__GIVEN REQUEST__. Copy the material below from its first line through the line containing "[[[362,493],[107,510],[337,631]]]", changing "thin twig" to "slender branch" and keeping everything else the same.

Stored data entries

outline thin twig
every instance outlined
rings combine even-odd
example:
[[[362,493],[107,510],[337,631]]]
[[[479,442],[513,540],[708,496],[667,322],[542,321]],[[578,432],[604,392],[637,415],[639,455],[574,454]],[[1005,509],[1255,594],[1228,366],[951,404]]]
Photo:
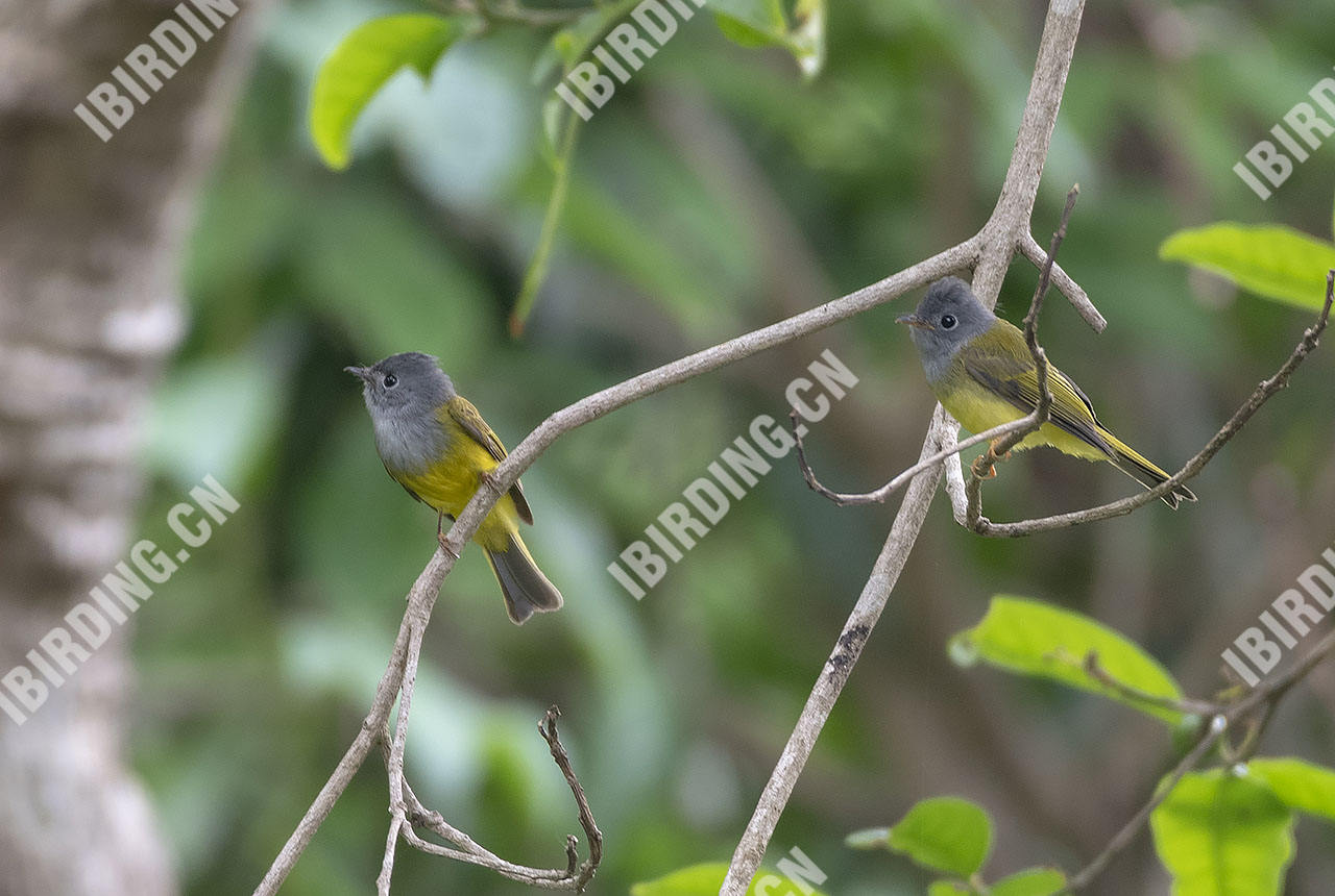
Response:
[[[1127,700],[1135,703],[1143,703],[1149,707],[1159,707],[1160,709],[1171,709],[1172,712],[1180,712],[1184,715],[1193,716],[1212,716],[1223,712],[1227,707],[1210,700],[1195,700],[1192,697],[1165,697],[1160,693],[1149,693],[1148,691],[1141,691],[1133,685],[1124,681],[1119,681],[1108,669],[1103,668],[1099,661],[1099,652],[1089,651],[1084,659],[1084,671],[1091,679],[1101,684],[1103,687],[1113,691]]]
[[[575,881],[575,891],[583,892],[585,885],[593,879],[594,872],[598,871],[598,865],[602,863],[602,831],[598,829],[598,823],[594,821],[593,809],[589,808],[583,785],[579,784],[574,769],[570,768],[570,757],[566,755],[566,748],[561,745],[561,737],[557,735],[557,719],[559,717],[561,709],[557,707],[547,709],[547,715],[538,723],[538,733],[547,741],[551,759],[557,763],[561,773],[566,776],[566,784],[570,787],[570,793],[575,797],[575,805],[579,808],[579,827],[583,828],[585,836],[589,837],[589,861],[579,869]],[[574,863],[578,859],[574,837],[570,837],[566,843],[566,851],[570,855],[570,869],[573,872],[575,868]]]
[[[1035,520],[1021,520],[1017,523],[993,523],[984,516],[979,516],[973,520],[969,528],[979,535],[1019,539],[1036,535],[1039,532],[1051,532],[1052,529],[1064,529],[1073,525],[1083,525],[1084,523],[1109,520],[1116,516],[1125,516],[1145,504],[1156,501],[1183,483],[1195,479],[1215,457],[1215,455],[1218,455],[1219,451],[1227,445],[1244,425],[1247,425],[1256,412],[1260,411],[1262,405],[1288,387],[1288,381],[1294,376],[1294,372],[1302,365],[1307,356],[1312,353],[1318,344],[1320,344],[1322,333],[1326,332],[1326,325],[1330,323],[1332,296],[1335,296],[1335,271],[1330,271],[1326,276],[1326,301],[1316,317],[1316,323],[1303,332],[1303,337],[1299,340],[1298,347],[1294,348],[1294,352],[1288,356],[1288,360],[1284,361],[1274,376],[1268,380],[1263,380],[1256,387],[1256,389],[1238,408],[1234,416],[1228,419],[1218,433],[1215,433],[1215,437],[1200,449],[1200,453],[1188,460],[1185,465],[1173,473],[1171,479],[1167,479],[1159,485],[1132,497],[1124,497],[1120,501],[1112,501],[1109,504],[1092,507],[1084,511],[1059,513],[1056,516],[1045,516]]]
[[[1065,888],[1059,889],[1053,893],[1053,896],[1064,896],[1065,893],[1073,893],[1077,889],[1088,887],[1089,881],[1097,877],[1103,869],[1108,867],[1112,857],[1125,849],[1127,845],[1135,840],[1136,833],[1139,833],[1140,828],[1149,820],[1153,811],[1168,799],[1168,795],[1172,793],[1173,788],[1177,787],[1181,779],[1187,777],[1187,773],[1196,768],[1203,759],[1206,759],[1206,755],[1210,753],[1215,744],[1219,743],[1219,739],[1224,736],[1226,731],[1228,731],[1228,717],[1224,715],[1214,716],[1210,720],[1210,727],[1206,729],[1206,736],[1200,739],[1200,743],[1192,747],[1189,753],[1181,757],[1181,761],[1172,769],[1167,781],[1155,788],[1153,796],[1151,796],[1149,800],[1141,805],[1133,816],[1131,816],[1129,821],[1121,825],[1121,829],[1113,835],[1112,840],[1108,841],[1108,845],[1104,847],[1103,852],[1095,856],[1093,860],[1081,868],[1079,873],[1072,876],[1071,880],[1067,881]]]
[[[797,443],[797,445],[796,445],[797,447],[797,465],[802,471],[802,479],[806,480],[806,484],[810,487],[810,489],[813,492],[816,492],[821,497],[828,497],[829,500],[834,501],[840,507],[853,507],[853,505],[858,505],[858,504],[881,504],[890,495],[893,495],[894,492],[897,492],[901,488],[904,488],[905,485],[908,485],[913,480],[913,477],[917,476],[918,473],[926,472],[928,469],[932,469],[933,467],[940,465],[941,461],[948,460],[949,457],[952,457],[953,455],[960,453],[961,451],[968,451],[973,445],[977,445],[977,444],[981,444],[984,441],[989,441],[992,439],[996,439],[999,436],[1004,436],[1007,433],[1015,432],[1015,431],[1017,431],[1017,429],[1028,425],[1028,423],[1029,423],[1028,417],[1021,417],[1020,420],[1012,420],[1009,423],[1003,423],[999,427],[993,427],[993,428],[988,429],[987,432],[980,432],[976,436],[969,436],[964,441],[955,443],[953,445],[951,445],[948,448],[943,448],[941,451],[936,452],[930,457],[920,460],[918,463],[916,463],[912,467],[909,467],[908,469],[905,469],[902,473],[898,473],[890,481],[885,483],[885,485],[881,485],[874,492],[852,492],[852,493],[849,493],[849,492],[833,492],[833,491],[830,491],[829,488],[826,488],[825,485],[821,484],[821,481],[816,477],[816,471],[812,469],[812,465],[806,460],[806,449],[805,449],[805,444],[802,443],[802,428],[804,427],[801,427],[798,424],[797,408],[793,408],[792,411],[789,411],[788,419],[789,419],[789,425],[790,425],[792,432],[793,432],[793,441]]]
[[[1048,256],[1043,252],[1043,247],[1039,241],[1033,239],[1032,233],[1025,233],[1020,237],[1020,252],[1024,257],[1033,263],[1033,267],[1043,269],[1043,265],[1048,263]],[[1089,293],[1084,288],[1071,279],[1071,275],[1061,269],[1060,264],[1052,264],[1052,285],[1057,288],[1063,296],[1065,296],[1072,307],[1080,312],[1080,316],[1085,319],[1093,332],[1101,333],[1108,327],[1108,321],[1104,320],[1099,309],[1093,307],[1089,301]]]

__ANSWER TO THE EXERCISE__.
outline slender branch
every instance outlined
rings combine even-odd
example:
[[[362,493],[107,510],[337,631]]]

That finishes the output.